### [JOB]
Which lines in the records below contain the word "forehead"? Show each of those lines in full, matching case.
* * *
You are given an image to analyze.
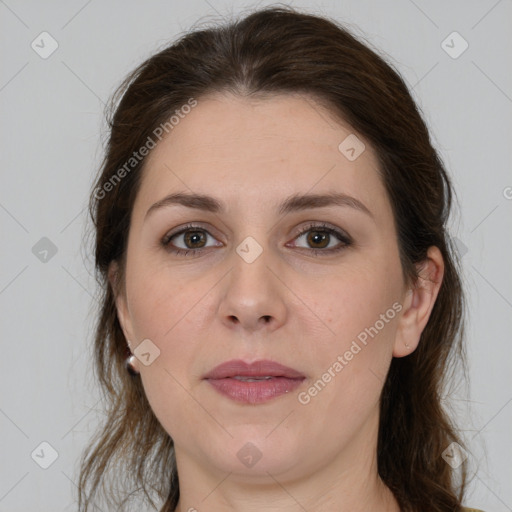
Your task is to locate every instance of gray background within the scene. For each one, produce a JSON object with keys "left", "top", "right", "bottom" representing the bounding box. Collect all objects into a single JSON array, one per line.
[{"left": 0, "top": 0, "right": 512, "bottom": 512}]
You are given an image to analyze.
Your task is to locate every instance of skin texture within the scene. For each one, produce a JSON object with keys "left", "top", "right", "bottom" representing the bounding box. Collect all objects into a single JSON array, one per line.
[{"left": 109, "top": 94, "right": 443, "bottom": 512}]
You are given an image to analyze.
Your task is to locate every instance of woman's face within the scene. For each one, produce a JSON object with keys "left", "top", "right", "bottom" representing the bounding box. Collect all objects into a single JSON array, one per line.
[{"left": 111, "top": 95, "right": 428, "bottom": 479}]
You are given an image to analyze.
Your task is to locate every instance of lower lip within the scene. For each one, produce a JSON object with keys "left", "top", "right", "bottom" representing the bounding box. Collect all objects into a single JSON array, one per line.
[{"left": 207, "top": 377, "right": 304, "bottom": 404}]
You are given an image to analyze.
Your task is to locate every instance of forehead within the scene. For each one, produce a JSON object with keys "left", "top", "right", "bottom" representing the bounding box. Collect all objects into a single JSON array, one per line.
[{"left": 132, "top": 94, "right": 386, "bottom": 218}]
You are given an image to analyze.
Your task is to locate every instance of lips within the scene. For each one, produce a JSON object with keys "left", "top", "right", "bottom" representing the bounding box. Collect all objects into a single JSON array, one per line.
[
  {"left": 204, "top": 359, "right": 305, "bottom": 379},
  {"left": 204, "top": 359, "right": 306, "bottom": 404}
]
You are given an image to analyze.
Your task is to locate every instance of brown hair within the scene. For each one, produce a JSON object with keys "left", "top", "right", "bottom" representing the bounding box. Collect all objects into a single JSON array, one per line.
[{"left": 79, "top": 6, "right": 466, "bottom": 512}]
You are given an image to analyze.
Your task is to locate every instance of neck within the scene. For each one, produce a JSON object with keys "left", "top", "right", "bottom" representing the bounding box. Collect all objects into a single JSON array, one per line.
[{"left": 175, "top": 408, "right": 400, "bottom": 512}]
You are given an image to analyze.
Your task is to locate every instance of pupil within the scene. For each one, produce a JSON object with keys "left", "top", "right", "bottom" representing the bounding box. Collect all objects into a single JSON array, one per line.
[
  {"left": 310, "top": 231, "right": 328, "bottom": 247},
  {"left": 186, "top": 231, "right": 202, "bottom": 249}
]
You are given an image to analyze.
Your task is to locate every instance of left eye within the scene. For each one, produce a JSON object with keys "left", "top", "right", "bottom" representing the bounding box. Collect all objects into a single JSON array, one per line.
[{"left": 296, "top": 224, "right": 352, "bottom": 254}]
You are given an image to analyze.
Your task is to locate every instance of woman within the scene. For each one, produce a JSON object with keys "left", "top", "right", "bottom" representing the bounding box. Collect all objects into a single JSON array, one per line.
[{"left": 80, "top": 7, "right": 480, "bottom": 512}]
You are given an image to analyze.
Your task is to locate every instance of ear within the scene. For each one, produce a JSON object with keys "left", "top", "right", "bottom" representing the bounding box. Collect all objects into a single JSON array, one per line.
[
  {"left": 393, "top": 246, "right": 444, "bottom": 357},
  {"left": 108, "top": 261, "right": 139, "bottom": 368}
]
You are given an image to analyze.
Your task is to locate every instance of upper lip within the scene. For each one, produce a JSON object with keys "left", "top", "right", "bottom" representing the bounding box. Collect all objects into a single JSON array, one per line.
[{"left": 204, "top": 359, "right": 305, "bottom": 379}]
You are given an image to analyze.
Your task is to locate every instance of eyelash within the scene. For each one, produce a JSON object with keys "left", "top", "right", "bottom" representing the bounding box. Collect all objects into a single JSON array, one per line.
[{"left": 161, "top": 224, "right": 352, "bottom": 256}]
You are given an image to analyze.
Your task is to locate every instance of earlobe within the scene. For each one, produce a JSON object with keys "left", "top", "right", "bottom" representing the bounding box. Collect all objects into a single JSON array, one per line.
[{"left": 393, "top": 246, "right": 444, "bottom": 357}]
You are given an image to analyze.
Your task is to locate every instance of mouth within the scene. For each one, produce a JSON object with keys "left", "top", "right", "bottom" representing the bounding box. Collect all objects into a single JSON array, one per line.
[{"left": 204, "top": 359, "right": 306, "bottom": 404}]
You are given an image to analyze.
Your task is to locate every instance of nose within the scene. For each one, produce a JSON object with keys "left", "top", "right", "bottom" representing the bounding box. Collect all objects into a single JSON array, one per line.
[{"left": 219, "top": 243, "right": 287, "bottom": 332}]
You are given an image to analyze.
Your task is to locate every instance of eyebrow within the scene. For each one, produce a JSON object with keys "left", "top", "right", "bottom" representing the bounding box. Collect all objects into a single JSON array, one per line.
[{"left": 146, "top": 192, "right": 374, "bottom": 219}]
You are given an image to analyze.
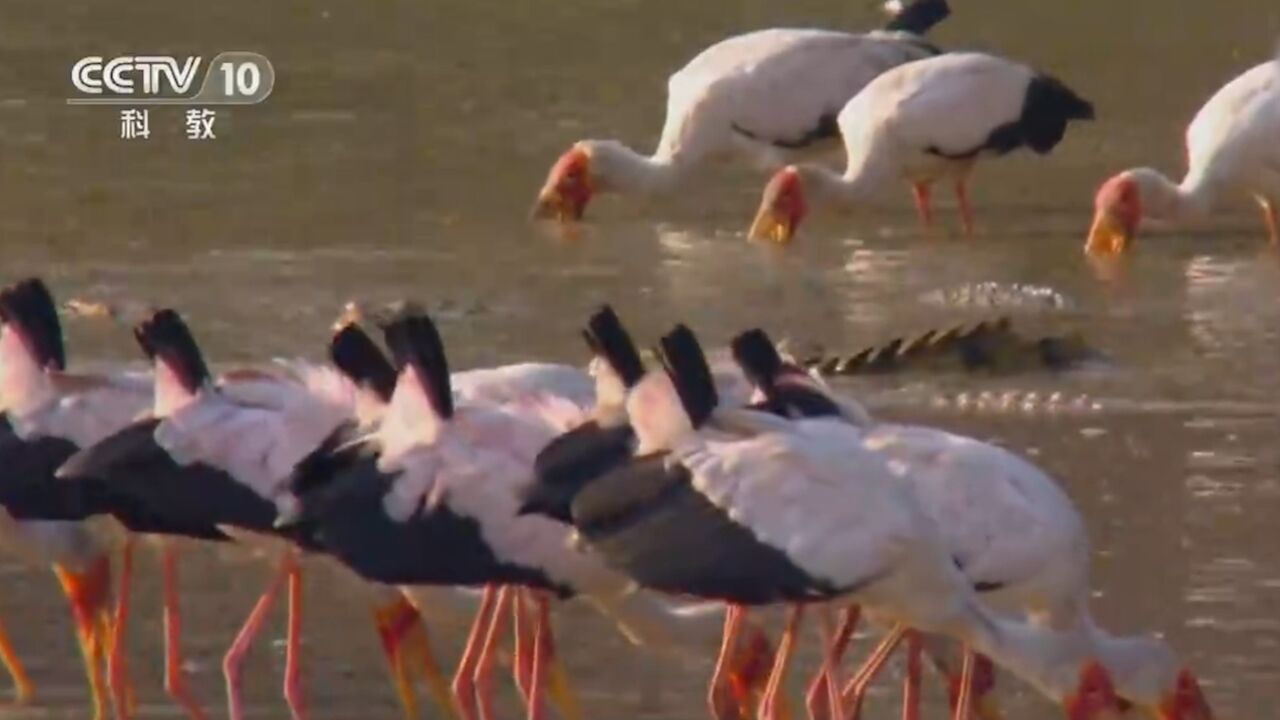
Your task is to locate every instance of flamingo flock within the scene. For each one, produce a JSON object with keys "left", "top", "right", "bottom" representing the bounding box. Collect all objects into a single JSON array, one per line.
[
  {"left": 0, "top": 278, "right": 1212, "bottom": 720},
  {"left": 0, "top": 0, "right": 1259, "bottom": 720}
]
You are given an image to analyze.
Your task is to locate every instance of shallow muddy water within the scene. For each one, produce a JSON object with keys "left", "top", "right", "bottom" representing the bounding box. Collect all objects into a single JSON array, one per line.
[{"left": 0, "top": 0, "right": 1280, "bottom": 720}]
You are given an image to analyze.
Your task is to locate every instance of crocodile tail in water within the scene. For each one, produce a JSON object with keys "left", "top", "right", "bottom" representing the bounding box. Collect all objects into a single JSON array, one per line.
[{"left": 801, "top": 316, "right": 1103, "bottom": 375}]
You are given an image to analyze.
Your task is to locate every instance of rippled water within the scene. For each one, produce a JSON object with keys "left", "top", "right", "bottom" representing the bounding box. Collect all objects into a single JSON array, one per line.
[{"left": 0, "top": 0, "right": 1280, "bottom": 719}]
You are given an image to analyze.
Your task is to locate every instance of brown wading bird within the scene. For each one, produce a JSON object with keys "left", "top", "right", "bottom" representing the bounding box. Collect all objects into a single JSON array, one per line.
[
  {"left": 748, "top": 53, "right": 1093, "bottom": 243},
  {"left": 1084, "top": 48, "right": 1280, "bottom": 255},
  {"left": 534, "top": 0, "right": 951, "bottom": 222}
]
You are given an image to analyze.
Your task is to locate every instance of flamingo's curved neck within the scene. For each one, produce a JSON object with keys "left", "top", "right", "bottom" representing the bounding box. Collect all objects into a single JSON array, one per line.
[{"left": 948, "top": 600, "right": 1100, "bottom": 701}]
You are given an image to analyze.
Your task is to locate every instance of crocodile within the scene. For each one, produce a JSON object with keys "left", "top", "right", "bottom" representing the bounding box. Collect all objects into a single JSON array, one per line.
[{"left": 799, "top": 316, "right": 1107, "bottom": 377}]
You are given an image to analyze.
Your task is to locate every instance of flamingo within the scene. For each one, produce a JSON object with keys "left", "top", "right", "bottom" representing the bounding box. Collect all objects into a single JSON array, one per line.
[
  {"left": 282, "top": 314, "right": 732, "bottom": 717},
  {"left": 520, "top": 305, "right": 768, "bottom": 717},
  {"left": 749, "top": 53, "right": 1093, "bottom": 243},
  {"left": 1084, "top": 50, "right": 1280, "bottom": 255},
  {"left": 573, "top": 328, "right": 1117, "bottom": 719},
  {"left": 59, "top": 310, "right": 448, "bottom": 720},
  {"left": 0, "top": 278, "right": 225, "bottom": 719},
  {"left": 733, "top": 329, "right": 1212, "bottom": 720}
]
* * *
### [WRITTEN SOLUTION]
Your task is to locate every instance of forehead within the scene. For each one, produce a JSON object with keys "left", "top", "right", "bottom" representing the bounding box. Collect all objects into a single JSON array, one per line.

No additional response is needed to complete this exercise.